# [Information supplied]
****

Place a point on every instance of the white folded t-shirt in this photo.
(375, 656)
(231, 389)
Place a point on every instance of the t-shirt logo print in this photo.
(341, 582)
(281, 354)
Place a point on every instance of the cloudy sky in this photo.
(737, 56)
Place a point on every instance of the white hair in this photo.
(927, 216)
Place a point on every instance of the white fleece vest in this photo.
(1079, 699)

****

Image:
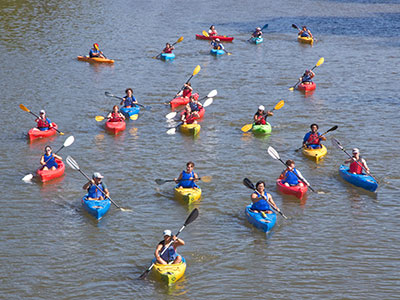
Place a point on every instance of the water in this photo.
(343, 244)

****

# [Given exercise]
Edit the data starting at the line containing "Place a point on every instance of the white folded" and ending at the line containing "(1079, 699)", replacing "cloudy sky" with "overcast sky" and changing nothing else. Give back only those lines.

# [Final answer]
Place a point on every instance of the white folded t-shirt in this photo.
(375, 656)
(231, 389)
Place a point on every instance of the t-shirt logo print in this photo.
(341, 582)
(281, 354)
Place a point on every instance of the overcast sky in this photo.
(737, 56)
Place a point on every instance of the white hair in this photo.
(927, 216)
Place a point on every instance of the white fleece vest in this photo.
(1079, 699)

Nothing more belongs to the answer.